INSTRUCTIONS FOR THE TASK: In the text excerpt about the Phoenix ordinance, what was the City Council vote that passed it?

TEXT EXCERPT:

Warned the diocesan press statement, “As written, the proposed ordinance could be interpreted as forcing people to actively endorse, support and promote actions and behaviors that violate their own personal, deeply held religious beliefs. … Such a result would clearly run afoul of the time-honored tradition of religious freedom on which our nation was founded.”



“It appeared it was rushed,” diocesan spokesman Robert DeFrancesco said after the Phoenix City Council passed the ordinance by a 5-3 vote. “We would have hoped to have more of a say in the democratic process.”

While religious institutions such as churches, schools and hospitals appear to be exempted from the expanded ordinance, said DeFrancesco, protection for individual Catholics and other Christians “remains a concern for us.”

However, Aaron Baer of the Center for Arizona Policy said the religious exemption is as broadly and badly worded as the rest of the expanded ordinance.

“We were given plenty of assurances it wouldn’t be used against religious institutions,” he said. “But it would have been easy enough to write these [assurances] into the ordinance.”

Baer warned that, as it stands, the religious exemption could be interpreted to apply only to specifically religious jobs, such as pastors, hospital chaplains or religion teachers.

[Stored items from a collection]

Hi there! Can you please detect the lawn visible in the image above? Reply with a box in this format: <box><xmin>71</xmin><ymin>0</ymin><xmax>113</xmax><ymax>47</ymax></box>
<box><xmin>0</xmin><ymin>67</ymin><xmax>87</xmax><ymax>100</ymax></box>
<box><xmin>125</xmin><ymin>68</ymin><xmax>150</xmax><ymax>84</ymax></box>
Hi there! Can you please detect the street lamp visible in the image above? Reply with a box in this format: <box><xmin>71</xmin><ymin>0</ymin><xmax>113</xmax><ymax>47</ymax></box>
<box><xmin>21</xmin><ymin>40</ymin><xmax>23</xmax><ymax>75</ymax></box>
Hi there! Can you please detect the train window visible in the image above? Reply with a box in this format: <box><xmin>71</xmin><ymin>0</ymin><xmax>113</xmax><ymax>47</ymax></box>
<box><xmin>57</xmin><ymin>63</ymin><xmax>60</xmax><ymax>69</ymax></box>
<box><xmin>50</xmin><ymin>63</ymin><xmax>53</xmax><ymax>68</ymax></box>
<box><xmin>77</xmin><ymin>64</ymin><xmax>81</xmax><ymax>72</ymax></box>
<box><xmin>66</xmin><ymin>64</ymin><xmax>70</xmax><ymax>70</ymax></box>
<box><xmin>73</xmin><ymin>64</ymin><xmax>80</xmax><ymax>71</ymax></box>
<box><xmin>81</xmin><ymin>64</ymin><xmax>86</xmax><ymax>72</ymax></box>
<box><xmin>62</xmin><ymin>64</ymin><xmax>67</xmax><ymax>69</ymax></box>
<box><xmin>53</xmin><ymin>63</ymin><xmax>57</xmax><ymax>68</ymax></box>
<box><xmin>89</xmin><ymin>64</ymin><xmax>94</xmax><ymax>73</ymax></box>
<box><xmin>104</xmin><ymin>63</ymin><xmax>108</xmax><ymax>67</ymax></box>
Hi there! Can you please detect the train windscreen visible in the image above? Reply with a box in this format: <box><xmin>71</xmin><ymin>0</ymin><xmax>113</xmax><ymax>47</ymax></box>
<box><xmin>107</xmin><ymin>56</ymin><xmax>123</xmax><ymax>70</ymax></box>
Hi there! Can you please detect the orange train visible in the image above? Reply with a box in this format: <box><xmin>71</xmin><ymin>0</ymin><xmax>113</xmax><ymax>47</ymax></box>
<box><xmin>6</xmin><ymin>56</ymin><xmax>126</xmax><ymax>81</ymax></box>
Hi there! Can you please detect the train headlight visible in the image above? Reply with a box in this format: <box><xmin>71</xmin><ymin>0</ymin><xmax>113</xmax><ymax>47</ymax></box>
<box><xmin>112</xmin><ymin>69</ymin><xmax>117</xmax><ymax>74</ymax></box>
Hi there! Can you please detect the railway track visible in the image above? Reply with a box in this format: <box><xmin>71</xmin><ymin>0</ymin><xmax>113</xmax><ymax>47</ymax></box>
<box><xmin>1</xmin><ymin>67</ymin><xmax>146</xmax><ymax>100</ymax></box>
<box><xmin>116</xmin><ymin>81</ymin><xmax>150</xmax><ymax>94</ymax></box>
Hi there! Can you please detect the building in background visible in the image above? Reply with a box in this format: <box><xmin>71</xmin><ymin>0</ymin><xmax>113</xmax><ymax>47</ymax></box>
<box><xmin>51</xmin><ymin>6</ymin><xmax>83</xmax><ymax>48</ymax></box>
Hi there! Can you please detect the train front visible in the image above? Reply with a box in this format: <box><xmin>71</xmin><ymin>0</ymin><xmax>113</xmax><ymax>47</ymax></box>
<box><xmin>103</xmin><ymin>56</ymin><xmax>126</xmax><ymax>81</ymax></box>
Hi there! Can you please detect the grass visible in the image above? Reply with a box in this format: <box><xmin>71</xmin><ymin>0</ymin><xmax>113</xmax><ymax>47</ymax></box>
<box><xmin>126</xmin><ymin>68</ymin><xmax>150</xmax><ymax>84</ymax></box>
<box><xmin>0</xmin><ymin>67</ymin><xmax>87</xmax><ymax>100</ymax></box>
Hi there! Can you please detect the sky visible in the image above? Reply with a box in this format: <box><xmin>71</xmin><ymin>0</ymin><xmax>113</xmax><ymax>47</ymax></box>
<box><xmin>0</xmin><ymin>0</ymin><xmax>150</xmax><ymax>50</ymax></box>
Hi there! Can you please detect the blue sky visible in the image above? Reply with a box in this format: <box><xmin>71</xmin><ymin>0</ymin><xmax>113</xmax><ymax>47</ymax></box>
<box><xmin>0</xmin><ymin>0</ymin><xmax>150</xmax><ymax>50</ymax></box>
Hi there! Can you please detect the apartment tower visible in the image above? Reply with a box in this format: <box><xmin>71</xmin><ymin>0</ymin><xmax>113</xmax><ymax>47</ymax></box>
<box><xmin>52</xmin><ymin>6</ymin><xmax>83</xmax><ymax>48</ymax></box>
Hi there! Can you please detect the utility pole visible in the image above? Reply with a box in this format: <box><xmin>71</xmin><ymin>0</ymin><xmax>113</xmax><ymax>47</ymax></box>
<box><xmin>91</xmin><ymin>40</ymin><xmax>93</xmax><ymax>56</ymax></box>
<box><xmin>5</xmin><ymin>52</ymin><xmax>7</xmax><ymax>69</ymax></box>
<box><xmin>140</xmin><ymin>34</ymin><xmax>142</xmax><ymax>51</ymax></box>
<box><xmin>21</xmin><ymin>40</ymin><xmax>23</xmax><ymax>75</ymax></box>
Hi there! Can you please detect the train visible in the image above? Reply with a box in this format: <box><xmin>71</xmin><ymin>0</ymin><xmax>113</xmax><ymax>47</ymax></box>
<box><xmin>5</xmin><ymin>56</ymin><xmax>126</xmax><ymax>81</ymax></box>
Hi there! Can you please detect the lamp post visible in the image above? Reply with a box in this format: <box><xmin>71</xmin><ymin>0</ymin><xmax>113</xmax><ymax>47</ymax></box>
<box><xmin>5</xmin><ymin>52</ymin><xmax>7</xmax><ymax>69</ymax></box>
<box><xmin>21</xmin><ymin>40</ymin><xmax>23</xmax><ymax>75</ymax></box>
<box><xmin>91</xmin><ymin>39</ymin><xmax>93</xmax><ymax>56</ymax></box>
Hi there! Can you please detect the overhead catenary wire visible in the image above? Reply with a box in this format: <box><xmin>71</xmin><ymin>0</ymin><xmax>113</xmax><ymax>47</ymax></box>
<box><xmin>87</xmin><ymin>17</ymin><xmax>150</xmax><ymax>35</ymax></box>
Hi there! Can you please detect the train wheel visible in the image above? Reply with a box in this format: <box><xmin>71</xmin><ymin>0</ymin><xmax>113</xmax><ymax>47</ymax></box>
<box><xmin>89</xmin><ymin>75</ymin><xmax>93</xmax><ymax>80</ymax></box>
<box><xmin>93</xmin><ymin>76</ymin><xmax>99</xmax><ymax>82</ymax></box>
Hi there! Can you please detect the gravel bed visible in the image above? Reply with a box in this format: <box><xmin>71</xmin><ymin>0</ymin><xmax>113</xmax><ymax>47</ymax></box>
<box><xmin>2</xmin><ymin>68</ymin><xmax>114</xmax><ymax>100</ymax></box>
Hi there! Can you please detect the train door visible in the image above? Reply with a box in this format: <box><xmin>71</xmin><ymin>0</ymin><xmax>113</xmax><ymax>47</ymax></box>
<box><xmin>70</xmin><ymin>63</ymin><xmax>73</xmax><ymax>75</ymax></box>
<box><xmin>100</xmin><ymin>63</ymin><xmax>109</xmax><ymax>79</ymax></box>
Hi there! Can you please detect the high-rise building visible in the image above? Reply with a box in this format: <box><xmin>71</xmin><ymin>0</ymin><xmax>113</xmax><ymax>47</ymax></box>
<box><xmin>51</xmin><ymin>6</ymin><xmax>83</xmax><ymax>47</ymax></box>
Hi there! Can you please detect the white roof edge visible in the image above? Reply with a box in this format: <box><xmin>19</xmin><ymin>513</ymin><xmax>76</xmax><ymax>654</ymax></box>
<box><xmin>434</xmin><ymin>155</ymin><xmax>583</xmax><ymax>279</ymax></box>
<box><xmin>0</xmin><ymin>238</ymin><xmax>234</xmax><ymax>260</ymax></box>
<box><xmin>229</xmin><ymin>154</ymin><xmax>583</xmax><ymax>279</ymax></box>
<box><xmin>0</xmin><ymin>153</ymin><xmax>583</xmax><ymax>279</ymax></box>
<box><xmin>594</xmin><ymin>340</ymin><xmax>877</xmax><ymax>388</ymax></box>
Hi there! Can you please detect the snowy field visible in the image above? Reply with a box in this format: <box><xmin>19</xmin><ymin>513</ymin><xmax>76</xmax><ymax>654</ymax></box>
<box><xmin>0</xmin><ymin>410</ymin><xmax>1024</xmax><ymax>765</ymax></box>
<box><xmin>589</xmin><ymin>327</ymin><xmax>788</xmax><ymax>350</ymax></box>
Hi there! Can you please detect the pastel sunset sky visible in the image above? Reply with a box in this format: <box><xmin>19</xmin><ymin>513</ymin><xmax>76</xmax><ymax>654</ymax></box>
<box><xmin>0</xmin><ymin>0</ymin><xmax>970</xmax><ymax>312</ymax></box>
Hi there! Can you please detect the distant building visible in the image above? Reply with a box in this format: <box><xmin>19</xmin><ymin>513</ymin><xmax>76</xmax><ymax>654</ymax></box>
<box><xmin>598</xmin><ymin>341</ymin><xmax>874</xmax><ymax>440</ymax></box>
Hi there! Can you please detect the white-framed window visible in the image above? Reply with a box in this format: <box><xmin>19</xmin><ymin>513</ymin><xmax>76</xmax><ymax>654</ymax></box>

TASK RESULT: 5-3